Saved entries
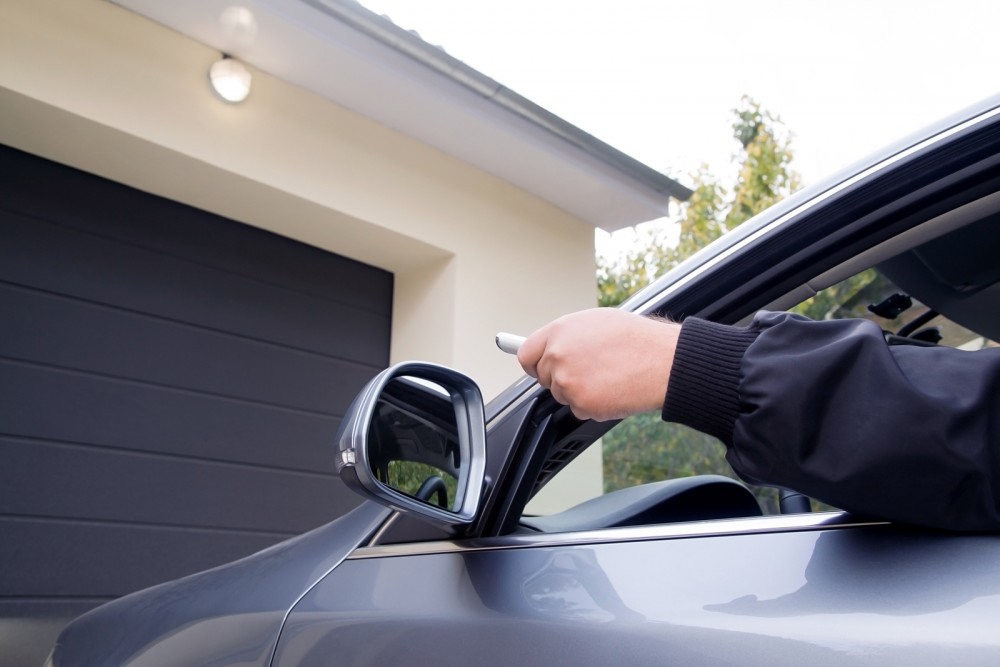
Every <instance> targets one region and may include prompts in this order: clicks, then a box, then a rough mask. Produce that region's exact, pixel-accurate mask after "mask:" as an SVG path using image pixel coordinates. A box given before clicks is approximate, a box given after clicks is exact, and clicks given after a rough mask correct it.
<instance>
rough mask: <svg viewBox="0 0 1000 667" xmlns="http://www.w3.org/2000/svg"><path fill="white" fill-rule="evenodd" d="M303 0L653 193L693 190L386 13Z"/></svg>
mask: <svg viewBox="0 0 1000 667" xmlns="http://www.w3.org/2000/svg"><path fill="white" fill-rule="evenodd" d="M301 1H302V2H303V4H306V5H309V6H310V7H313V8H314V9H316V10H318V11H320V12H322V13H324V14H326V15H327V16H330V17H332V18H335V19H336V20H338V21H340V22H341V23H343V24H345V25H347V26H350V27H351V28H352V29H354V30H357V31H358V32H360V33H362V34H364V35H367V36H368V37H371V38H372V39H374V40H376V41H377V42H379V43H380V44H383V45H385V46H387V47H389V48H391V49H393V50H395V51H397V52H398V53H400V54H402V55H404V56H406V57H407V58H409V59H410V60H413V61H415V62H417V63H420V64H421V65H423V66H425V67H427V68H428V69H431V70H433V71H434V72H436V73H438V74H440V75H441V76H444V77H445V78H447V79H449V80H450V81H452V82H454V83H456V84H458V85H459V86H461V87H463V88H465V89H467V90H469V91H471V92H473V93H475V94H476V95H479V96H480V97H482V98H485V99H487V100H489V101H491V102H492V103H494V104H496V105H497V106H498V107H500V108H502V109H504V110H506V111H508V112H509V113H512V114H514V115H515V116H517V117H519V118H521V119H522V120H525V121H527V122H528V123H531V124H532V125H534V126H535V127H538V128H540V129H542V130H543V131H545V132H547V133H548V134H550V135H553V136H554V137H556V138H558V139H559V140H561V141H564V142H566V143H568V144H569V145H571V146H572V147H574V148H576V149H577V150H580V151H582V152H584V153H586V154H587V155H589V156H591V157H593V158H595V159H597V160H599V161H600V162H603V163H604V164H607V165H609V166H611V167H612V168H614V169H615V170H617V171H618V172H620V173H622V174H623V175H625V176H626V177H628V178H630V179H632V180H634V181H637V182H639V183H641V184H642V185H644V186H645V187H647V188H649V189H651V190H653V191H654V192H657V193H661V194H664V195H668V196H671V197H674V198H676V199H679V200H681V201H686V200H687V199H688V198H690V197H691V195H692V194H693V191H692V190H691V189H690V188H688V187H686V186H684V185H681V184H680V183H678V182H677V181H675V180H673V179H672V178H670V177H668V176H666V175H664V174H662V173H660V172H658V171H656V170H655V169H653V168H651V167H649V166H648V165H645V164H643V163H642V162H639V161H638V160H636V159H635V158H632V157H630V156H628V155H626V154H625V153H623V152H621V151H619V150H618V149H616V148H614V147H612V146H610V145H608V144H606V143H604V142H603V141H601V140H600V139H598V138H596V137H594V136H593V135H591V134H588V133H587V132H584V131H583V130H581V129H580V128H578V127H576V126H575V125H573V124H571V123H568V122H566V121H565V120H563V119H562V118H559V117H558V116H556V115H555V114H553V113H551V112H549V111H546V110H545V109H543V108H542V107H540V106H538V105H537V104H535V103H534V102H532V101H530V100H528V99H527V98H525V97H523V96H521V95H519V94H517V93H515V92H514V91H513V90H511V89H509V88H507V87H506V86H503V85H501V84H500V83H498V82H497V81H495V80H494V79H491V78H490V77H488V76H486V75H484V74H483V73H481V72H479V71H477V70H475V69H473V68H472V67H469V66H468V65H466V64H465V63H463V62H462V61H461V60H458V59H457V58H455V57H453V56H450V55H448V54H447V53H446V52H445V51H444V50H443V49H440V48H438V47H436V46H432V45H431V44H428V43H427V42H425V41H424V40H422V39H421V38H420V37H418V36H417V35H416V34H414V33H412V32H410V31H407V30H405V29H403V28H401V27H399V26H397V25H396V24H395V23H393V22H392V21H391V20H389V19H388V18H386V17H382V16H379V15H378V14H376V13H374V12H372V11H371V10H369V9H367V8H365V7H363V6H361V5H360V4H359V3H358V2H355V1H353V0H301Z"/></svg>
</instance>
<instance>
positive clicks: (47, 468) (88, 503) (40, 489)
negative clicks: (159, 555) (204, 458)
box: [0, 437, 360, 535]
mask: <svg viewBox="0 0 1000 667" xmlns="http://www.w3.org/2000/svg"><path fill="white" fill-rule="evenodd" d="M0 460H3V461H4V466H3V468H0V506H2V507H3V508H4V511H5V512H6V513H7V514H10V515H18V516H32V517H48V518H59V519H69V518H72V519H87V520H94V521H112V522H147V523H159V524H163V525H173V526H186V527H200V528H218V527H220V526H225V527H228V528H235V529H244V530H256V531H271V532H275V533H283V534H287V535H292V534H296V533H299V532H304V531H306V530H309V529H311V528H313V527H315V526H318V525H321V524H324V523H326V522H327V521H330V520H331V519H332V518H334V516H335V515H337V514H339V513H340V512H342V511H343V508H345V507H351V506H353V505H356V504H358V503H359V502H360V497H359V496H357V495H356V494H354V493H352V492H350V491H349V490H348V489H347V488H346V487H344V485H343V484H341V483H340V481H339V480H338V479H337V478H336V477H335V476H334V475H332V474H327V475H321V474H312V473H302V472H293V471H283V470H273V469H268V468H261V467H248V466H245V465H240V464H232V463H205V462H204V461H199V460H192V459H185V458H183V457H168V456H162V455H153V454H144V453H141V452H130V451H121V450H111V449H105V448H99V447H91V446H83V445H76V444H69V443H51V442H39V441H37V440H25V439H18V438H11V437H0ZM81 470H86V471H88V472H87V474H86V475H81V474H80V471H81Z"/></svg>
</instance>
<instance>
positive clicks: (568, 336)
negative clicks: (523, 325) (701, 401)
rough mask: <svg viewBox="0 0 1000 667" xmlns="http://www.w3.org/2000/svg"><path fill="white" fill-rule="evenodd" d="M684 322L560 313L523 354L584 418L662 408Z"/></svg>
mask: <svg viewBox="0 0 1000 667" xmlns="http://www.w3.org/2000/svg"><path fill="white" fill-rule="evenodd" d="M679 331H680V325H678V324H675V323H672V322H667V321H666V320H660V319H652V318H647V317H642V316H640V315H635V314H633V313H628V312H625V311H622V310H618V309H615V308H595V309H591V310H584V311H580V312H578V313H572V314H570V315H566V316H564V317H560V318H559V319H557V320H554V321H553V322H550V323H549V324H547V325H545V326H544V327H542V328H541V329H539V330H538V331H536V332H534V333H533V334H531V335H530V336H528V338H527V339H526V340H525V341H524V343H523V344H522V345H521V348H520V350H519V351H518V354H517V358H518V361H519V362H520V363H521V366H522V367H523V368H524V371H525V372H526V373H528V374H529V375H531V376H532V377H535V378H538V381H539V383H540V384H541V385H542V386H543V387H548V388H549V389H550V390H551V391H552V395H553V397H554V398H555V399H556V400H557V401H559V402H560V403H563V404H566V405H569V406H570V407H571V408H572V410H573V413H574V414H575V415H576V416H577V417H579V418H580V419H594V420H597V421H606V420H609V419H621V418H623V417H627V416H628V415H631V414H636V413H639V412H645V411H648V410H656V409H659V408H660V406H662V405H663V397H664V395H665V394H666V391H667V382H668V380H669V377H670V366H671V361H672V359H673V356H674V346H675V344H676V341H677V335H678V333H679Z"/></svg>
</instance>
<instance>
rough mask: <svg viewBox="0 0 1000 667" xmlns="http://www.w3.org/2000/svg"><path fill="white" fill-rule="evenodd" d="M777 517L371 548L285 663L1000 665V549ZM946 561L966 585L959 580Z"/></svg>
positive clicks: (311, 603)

Work task:
Extract each line of the listing that contains the string "positive", reproducing every such line in full.

Answer box:
positive clicks: (47, 468) (88, 503) (40, 489)
positive clicks: (568, 336)
positive clicks: (311, 603)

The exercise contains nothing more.